■ **Work instructions**
Every record here needs to be written out again exactly.

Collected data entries
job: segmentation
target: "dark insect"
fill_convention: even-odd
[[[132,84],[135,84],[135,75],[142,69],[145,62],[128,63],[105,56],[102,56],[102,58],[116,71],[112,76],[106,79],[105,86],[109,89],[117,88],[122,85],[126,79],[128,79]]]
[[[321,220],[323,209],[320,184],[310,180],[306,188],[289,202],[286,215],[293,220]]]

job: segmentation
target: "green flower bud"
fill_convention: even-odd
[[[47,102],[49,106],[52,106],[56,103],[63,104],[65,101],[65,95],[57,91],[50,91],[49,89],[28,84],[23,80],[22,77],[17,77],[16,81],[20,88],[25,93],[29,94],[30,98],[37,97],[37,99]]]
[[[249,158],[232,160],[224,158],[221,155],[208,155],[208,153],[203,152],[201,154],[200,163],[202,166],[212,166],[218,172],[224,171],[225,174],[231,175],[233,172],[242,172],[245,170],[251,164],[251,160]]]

■ **Answer**
job: segmentation
target: "dark insect"
fill_convention: even-odd
[[[132,84],[135,84],[135,75],[142,69],[145,62],[128,63],[105,56],[102,56],[102,58],[116,71],[112,76],[106,79],[105,86],[109,89],[117,88],[122,85],[126,79],[128,79]]]
[[[321,220],[323,209],[320,184],[310,180],[306,188],[289,202],[286,215],[293,220]]]

job: segmentation
target: "green flower bud"
fill_convention: even-odd
[[[47,102],[49,106],[52,106],[56,103],[63,104],[65,101],[65,95],[57,91],[50,91],[49,89],[28,84],[23,80],[22,77],[17,77],[16,81],[20,88],[25,93],[29,94],[30,98],[37,97],[37,99]]]
[[[249,158],[232,160],[224,158],[221,155],[208,155],[208,153],[203,152],[201,154],[200,163],[202,166],[212,166],[218,172],[224,171],[225,174],[231,175],[233,172],[242,172],[245,170],[251,164],[251,160]]]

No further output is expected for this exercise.